» Task brief
Extract every entry word for word. Skip the pictures.

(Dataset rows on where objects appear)

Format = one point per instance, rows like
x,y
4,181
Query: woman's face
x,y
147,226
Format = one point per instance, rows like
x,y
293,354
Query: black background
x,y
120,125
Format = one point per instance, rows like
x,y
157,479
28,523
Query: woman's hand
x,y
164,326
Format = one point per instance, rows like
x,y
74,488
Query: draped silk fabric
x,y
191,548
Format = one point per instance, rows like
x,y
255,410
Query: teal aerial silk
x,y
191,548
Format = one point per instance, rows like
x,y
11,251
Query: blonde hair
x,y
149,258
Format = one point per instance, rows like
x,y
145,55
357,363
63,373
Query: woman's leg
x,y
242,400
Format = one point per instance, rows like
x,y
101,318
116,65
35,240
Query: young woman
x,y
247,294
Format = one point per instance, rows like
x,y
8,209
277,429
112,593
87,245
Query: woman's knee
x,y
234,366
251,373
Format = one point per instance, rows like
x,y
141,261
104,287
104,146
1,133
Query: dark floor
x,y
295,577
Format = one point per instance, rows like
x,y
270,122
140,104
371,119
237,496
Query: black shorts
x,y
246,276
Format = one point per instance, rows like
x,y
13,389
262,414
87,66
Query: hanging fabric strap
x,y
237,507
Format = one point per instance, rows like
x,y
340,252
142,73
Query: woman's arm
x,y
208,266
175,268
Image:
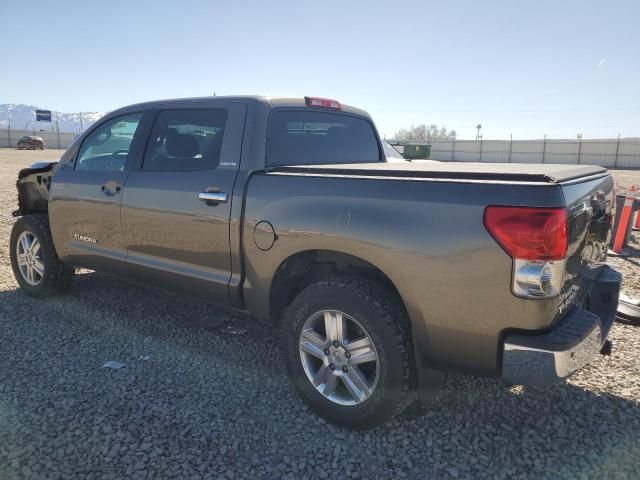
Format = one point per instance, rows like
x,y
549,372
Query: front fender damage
x,y
33,187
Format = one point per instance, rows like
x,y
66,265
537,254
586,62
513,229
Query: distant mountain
x,y
25,115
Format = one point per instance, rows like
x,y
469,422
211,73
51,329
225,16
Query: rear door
x,y
177,201
85,197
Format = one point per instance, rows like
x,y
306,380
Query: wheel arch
x,y
303,268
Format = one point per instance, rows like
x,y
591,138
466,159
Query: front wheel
x,y
35,263
348,351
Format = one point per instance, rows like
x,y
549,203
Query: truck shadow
x,y
199,376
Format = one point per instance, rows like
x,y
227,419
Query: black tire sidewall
x,y
47,285
388,396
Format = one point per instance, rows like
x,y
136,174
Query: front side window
x,y
107,147
185,140
303,137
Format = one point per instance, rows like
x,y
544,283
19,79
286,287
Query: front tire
x,y
348,352
35,263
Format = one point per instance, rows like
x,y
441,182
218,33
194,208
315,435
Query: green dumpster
x,y
415,152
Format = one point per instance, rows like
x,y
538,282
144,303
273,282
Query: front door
x,y
177,201
85,197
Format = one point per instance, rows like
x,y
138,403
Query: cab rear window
x,y
303,137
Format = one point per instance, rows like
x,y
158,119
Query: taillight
x,y
536,240
529,233
322,103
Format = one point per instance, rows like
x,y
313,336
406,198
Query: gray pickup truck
x,y
377,275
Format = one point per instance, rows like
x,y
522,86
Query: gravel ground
x,y
204,395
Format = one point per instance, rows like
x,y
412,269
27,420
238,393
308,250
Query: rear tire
x,y
38,270
366,310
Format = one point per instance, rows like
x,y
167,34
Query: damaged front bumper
x,y
545,359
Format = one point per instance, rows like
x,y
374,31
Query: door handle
x,y
110,187
213,197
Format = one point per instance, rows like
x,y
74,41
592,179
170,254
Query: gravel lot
x,y
204,395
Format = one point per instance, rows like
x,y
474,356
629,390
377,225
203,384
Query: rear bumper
x,y
573,342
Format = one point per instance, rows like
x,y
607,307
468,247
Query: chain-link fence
x,y
9,138
621,153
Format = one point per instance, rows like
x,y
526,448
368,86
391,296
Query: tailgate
x,y
590,209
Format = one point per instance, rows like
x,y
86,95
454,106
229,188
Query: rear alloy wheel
x,y
339,357
348,351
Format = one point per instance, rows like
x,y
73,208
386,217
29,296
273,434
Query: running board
x,y
628,310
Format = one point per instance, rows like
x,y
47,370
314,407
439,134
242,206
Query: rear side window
x,y
303,137
185,140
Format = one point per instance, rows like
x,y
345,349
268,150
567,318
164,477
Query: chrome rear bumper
x,y
544,359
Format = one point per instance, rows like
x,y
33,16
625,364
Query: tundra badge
x,y
84,238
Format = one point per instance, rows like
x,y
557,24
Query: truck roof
x,y
270,102
510,172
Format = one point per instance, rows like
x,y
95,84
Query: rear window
x,y
302,137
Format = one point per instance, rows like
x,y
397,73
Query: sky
x,y
521,68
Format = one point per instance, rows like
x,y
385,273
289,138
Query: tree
x,y
424,133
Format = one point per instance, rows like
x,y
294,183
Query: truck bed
x,y
509,172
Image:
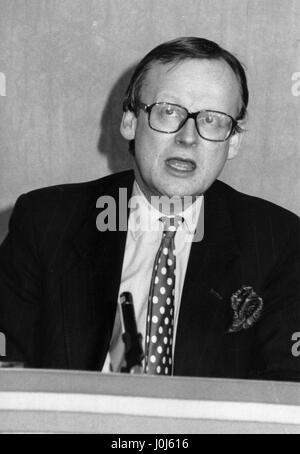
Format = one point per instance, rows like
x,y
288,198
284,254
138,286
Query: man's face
x,y
182,163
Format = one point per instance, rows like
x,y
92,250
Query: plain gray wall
x,y
67,63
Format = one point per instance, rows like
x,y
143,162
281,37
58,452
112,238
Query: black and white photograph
x,y
149,219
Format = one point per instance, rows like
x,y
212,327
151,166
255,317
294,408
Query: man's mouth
x,y
181,165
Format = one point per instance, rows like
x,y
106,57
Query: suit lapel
x,y
212,275
90,283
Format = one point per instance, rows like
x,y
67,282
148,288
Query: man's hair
x,y
178,50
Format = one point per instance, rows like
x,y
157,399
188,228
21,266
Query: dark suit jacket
x,y
60,276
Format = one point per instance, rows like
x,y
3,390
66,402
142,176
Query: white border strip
x,y
150,407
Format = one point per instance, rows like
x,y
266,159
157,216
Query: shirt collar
x,y
145,217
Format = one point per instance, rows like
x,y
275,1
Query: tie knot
x,y
171,224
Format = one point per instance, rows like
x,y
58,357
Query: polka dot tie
x,y
160,316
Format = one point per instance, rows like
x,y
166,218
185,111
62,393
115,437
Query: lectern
x,y
48,401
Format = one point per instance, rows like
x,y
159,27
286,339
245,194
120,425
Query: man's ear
x,y
128,125
235,143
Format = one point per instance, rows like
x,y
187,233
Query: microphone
x,y
134,353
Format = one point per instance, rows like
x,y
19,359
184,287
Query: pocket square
x,y
247,308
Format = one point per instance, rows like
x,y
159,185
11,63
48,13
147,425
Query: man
x,y
230,306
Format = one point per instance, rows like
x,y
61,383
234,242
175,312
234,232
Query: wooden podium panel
x,y
89,402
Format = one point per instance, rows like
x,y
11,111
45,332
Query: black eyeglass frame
x,y
148,108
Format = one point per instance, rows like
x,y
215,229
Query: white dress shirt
x,y
142,243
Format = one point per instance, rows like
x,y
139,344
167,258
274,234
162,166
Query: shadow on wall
x,y
4,219
111,143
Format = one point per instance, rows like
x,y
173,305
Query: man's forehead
x,y
199,77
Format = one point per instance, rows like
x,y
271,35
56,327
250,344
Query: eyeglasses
x,y
169,118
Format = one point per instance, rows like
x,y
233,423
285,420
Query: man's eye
x,y
169,111
209,119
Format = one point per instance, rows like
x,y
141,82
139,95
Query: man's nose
x,y
188,135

» The solution
Format = one point per instance, rows like
x,y
4,181
Query: woman's face
x,y
147,226
Format = one point per instance, rows like
x,y
293,354
Query: black background
x,y
120,125
Format = one point per instance, rows like
x,y
157,479
28,523
Query: woman's hand
x,y
164,326
Format = one point per instance, rows like
x,y
74,488
Query: draped silk fabric
x,y
191,548
Format = one point per instance, rows like
x,y
255,410
Query: teal aerial silk
x,y
191,548
Format = one point per instance, rows like
x,y
11,251
Query: blonde hair
x,y
149,258
Format = one point per instance, rows like
x,y
145,55
357,363
63,373
Query: woman's leg
x,y
242,400
Format = one point per instance, rows like
x,y
101,318
116,65
35,240
Query: young woman
x,y
247,294
Format = one point per instance, rows like
x,y
8,209
277,429
112,593
87,245
Query: woman's knee
x,y
234,366
251,373
Format = one point per instance, rows like
x,y
141,261
104,287
104,146
1,133
Query: dark floor
x,y
295,577
Format = one point per instance, rows like
x,y
270,122
140,104
371,119
237,496
Query: black shorts
x,y
246,276
Format = one point per instance, rows like
x,y
13,389
262,414
87,66
Query: hanging fabric strap
x,y
237,507
Format = one point per instance, rows like
x,y
340,252
142,73
Query: woman's arm
x,y
208,266
175,268
Image:
Format = one point per instance, rows like
x,y
549,372
Query: front fender damage
x,y
33,187
Format = one point per instance, rows like
x,y
66,265
537,254
586,62
513,229
Query: distant mountain
x,y
25,115
Format = one point per instance, rows like
x,y
469,422
211,73
51,329
225,16
Query: rear door
x,y
177,201
85,197
Format = one point per instance, rows like
x,y
306,380
Query: wheel arch
x,y
303,268
Format = one point per instance, rows like
x,y
591,138
466,159
Query: front wheel
x,y
35,263
348,351
Format = one point per instance, rows like
x,y
549,203
Query: truck shadow
x,y
199,376
Format = one point per instance, rows like
x,y
227,419
Query: black tire sidewall
x,y
47,285
388,396
Format = one point per instance, rows like
x,y
136,174
Query: front side window
x,y
107,147
185,140
303,137
Format = one point per instance, rows like
x,y
544,283
19,79
286,287
Query: front tire
x,y
348,352
35,263
Format = one point per instance, rows like
x,y
441,182
218,33
194,208
315,435
Query: green dumpster
x,y
415,152
Format = one point per instance, rows like
x,y
538,282
144,303
273,282
Query: front door
x,y
177,201
85,197
Format = one point per instance, rows like
x,y
138,403
Query: cab rear window
x,y
303,137
Format = one point per instance, rows like
x,y
158,119
Query: taillight
x,y
536,240
529,233
322,103
Format = one point per instance, rows like
x,y
313,336
406,198
Query: gray pickup truck
x,y
377,275
Format = one point per instance, rows like
x,y
522,86
Query: gravel ground
x,y
204,395
Format = one point per instance, rows like
x,y
412,269
27,420
238,393
308,250
Query: rear tire
x,y
38,270
366,310
Format = one point per instance, rows like
x,y
167,34
Query: damaged front bumper
x,y
545,359
Format = one point per instance, rows like
x,y
374,31
Query: door handle
x,y
110,187
213,197
Format = one point per instance, rows like
x,y
74,41
592,179
170,254
Query: gravel lot
x,y
204,395
Format = one point per instance, rows like
x,y
474,356
629,390
377,225
203,384
Query: rear bumper
x,y
573,342
Format = one point per instance, rows like
x,y
607,307
468,247
Query: chain-link fence
x,y
9,138
621,153
Format = one point per instance, rows like
x,y
526,448
368,86
391,296
Query: tailgate
x,y
590,209
Format = one point per instance, rows like
x,y
86,95
454,106
229,188
Query: rear alloy wheel
x,y
339,357
348,351
Format = one point per instance, rows like
x,y
73,208
386,217
29,296
273,434
Query: running board
x,y
628,310
Format = one point per instance, rows like
x,y
47,370
314,407
439,134
242,206
Query: rear side window
x,y
303,137
185,140
Format = one point per instance, rows like
x,y
345,349
268,150
567,318
164,477
Query: chrome rear bumper
x,y
544,359
Format = one point per instance, rows like
x,y
33,16
625,364
Query: tundra badge
x,y
84,238
Format = one point per instance, rows like
x,y
557,24
Query: truck roof
x,y
270,102
510,172
Format = one point per instance, rows like
x,y
95,84
Query: rear window
x,y
302,137
Format = one point per instance, rows like
x,y
397,73
Query: sky
x,y
521,68
Format = one point per instance, rows like
x,y
385,273
289,138
Query: tree
x,y
424,133
Format = one point per instance, rows like
x,y
294,183
Query: truck bed
x,y
509,172
Image:
Format = one point per instance, rows like
x,y
288,198
284,254
138,286
Query: man's face
x,y
182,163
Format = one point per instance, rows like
x,y
92,250
Query: plain gray wall
x,y
67,63
Format = one point per instance, rows like
x,y
143,162
281,37
58,452
112,238
Query: black and white photograph
x,y
149,219
Format = one point per instance, rows like
x,y
212,327
151,166
255,317
294,408
Query: man's mouth
x,y
181,165
Format = one point per instance, rows like
x,y
106,57
Query: suit lapel
x,y
212,275
90,283
Format = one point per instance, rows like
x,y
67,282
148,288
Query: man's hair
x,y
178,50
Format = one point per instance, rows like
x,y
157,399
188,228
21,266
Query: dark suit jacket
x,y
60,276
Format = one point per instance, rows like
x,y
3,390
66,402
142,176
Query: white border strip
x,y
150,407
Format = one point per instance, rows like
x,y
266,159
157,216
Query: shirt collar
x,y
145,217
Format = one point per instance, rows like
x,y
275,1
Query: tie knot
x,y
171,224
Format = one point per instance, rows like
x,y
58,357
Query: polka dot tie
x,y
160,316
Format = one point per instance, rows like
x,y
166,218
185,111
62,393
115,437
Query: lectern
x,y
48,401
Format = one point per instance, rows like
x,y
159,27
286,339
245,194
120,425
Query: man's ear
x,y
128,125
235,143
Format = one point per instance, rows like
x,y
187,233
Query: microphone
x,y
134,353
Format = one point per instance, rows like
x,y
19,359
184,287
Query: pocket square
x,y
247,308
Format = one point per instance, rows like
x,y
159,185
11,63
48,13
147,425
Query: man
x,y
230,306
Format = one point per instance, rows like
x,y
61,383
234,242
175,312
234,232
Query: wooden podium panel
x,y
89,402
Format = one point per instance, rows like
x,y
11,111
45,332
Query: black eyeglass frame
x,y
148,108
Format = one point per instance, rows like
x,y
215,229
Query: white dress shirt
x,y
142,243
Format = one point per instance, rows like
x,y
139,344
167,258
274,234
162,166
Query: shadow on wall
x,y
4,219
111,143
Format = one point per instance, rows like
x,y
173,305
Query: man's forehead
x,y
199,77
Format = one point per instance, rows like
x,y
271,35
56,327
250,344
Query: eyeglasses
x,y
169,118
Format = one point per instance, rows like
x,y
233,423
285,420
Query: man's eye
x,y
169,111
209,119
Format = one point per instance, rows like
x,y
141,82
139,95
Query: man's nose
x,y
188,135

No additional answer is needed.